Top of SOURCE EXTRACT
Since then we’ve broadened representation on the planning committee, with the TRCM becoming active in the planning. Our own understandings of being Treaty partners have deepened. In 2019 we created our vision statement:
To provide an opportunity for Settlers and Newcomers to join together with Indigenous people in celebrating the kinship relationship created by the signing of Treaty One (and other numbered treaties), to share the richness of these cultures through music and the arts, and to honour the treaty commitment to share this land together in a good way while acknowledging the pain caused by the many broken promises.
Kinship relationship: Treaty makes us relations! Aimée Craft’s book Breathing Life into the Stone Fort Treaty: an Anishinabe Understanding of Treaty One, describes Treaty as relationship based on respect, reciprocity, and renewal. This provides a guide to Settler/Newcomers about how to build Treaty kinship.
We continued through the pandemic, pivoting by broadcasting our event. This included a powerful conversation between Indigenous youth activist Michael Redhead Champagne, our MC, and Loretta Ross.
We knew that 2021 needed to be special. It commemorated the 150th year since making and signing Treaties 1 and 2. In them, Indigenous peoples here agreed to share their land with Settlers and Newcomers.
We planned our usual celebration to be online, yet wanted more. We wanted ceremony on the land. We shared ideas with the TRCM Elders Circle. They took over planning. We raised more money than usual, including a grant from Canadian Friends Service Committee.
The TRCM invited the Indigenous participants. We invited the Settler/Newcomers. Modeled on 1871, this included the Lieutenant Governor. We prayed for good weather. COVID regulations for vaccine passports and masks were respected, especially to protect participating Elders.
The day arrived. We gathered in the circle of the Kapabamayak Achaak Healing Forest for a moving, spirit-filled time. Rock sentinels mark the Four Directions, each painted with the sacred animal of their direction. Elders opened, offering pipe and water ceremonies to begin in a good way.
Bottom of SOURCE EXTRACT
Top of GIVEN RECORDS
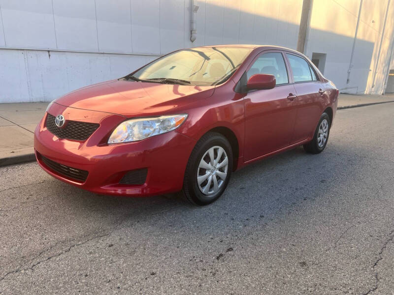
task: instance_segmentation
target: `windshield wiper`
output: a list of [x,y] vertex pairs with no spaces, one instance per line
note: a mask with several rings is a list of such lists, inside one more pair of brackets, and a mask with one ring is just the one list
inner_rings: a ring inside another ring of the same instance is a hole
[[147,80],[144,80],[139,79],[139,78],[137,78],[136,77],[134,77],[132,75],[128,75],[123,77],[124,79],[126,80],[131,80],[133,81],[137,81],[137,82],[150,82],[150,81],[148,81]]
[[174,79],[172,78],[153,78],[147,79],[150,82],[157,81],[159,83],[167,82],[175,84],[180,84],[181,85],[190,85],[190,81],[183,80],[180,79]]

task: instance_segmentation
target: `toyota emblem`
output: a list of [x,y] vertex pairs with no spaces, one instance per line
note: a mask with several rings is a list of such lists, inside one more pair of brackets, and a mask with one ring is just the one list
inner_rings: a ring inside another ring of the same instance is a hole
[[55,119],[55,124],[58,127],[62,127],[65,124],[65,117],[63,115],[58,115]]

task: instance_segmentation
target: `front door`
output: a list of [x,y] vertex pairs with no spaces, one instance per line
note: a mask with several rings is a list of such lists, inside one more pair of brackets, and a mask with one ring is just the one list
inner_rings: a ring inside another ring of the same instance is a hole
[[291,54],[286,54],[286,56],[297,95],[294,105],[297,115],[292,137],[293,144],[313,136],[322,115],[322,101],[325,94],[314,70],[304,59]]
[[255,74],[273,75],[276,86],[250,91],[244,98],[245,162],[288,146],[296,119],[295,91],[282,53],[264,52],[257,57],[247,71],[247,79]]

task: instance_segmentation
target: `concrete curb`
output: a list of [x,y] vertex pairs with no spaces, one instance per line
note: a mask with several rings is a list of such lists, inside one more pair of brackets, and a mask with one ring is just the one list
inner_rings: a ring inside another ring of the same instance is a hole
[[0,167],[21,164],[27,162],[35,161],[35,155],[33,153],[26,154],[12,157],[7,157],[0,159]]
[[371,102],[370,103],[363,103],[359,105],[353,105],[352,106],[345,106],[343,107],[337,107],[337,110],[343,110],[344,109],[351,109],[352,108],[358,108],[359,107],[366,107],[367,106],[372,106],[375,104],[381,104],[382,103],[387,103],[388,102],[394,102],[394,100],[390,101],[381,101],[380,102]]

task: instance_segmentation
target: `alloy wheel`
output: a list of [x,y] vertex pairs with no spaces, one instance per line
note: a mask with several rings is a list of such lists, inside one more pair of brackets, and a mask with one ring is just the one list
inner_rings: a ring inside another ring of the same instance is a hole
Bottom of GIVEN RECORDS
▶ EXPLORE THE MATERIAL:
A. Echo the Treaty celebration account, everything from "We continued through" down to "Friends Service Committee.".
B. In the Treaty celebration account, which anniversary did 2021 commemorate?
C. Write the next part of the Treaty celebration account, starting after its final sentence.
The items were taken from a separate source, not from the Treaty celebration account.

▶ ACTIVITY ANSWERS:
A.
We continued through the pandemic, pivoting by broadcasting our event. This included a powerful conversation between Indigenous youth activist Michael Redhead Champagne, our MC, and Loretta Ross.
We knew that 2021 needed to be special. It commemorated the 150th year since making and signing Treaties 1 and 2. In them, Indigenous peoples here agreed to share their land with Settlers and Newcomers.
We planned our usual celebration to be online, yet wanted more. We wanted ceremony on the land. We shared ideas with the TRCM Elders Circle. They took over planning. We raised more money than usual, including a grant from Canadian Friends Service Committee.

B. The 150th year since the making and signing of Treaties 1 and 2.

C.
MC Jim Compton of the TRCM read greetings from Lieutenant Governor Janice Filman. Harry Bone, chair of the TRCM Elders’ Circle, offered teachings on the meaning of Treaty. Then all Settler/Newcomer participants were invited to gather at one of the sentinels, the one close to them or the direction from which they or their ancestors travelled to Treaty 1 territory. I chose the east, the direction from England, my birth land. The Indigenous participants gathered inside the circle. We flowed into the circle from the Four Directions to the sounds of the drum—Settler faith leaders, youth, and Elders. We were warmly greeted by the circle of Indigenous people, leaders, Elders, and youth. It was a profound time of deep relationship.
We joked about merging as we’re taught to do in traffic, one after another, as Settlers entering from the Four Directions joined those already walking inside the circle, so laughter merged with tears. Gifts were offered to everyone. Quaker potter Keith Barber provided smudge bowls for every gift, created with local clay that he dug himself. The commemoration ended with a feast.
The original peoples of this land welcomed us. We are invited into Treaty relationship, respectfully sharing the gifts of the land, sharing responsibility for its care. Planning for We Are All Treaty People Celebration 2022 is well under way. Through celebrating together and annual renewal, we are breathing life into our Treaty relationships.
Elaine Bishop is a member of Winnipeg Monthly Meeting. She is a former coordinator of CFSC and currently an associate for both CFSC’s Indigenous rights and criminal justice work.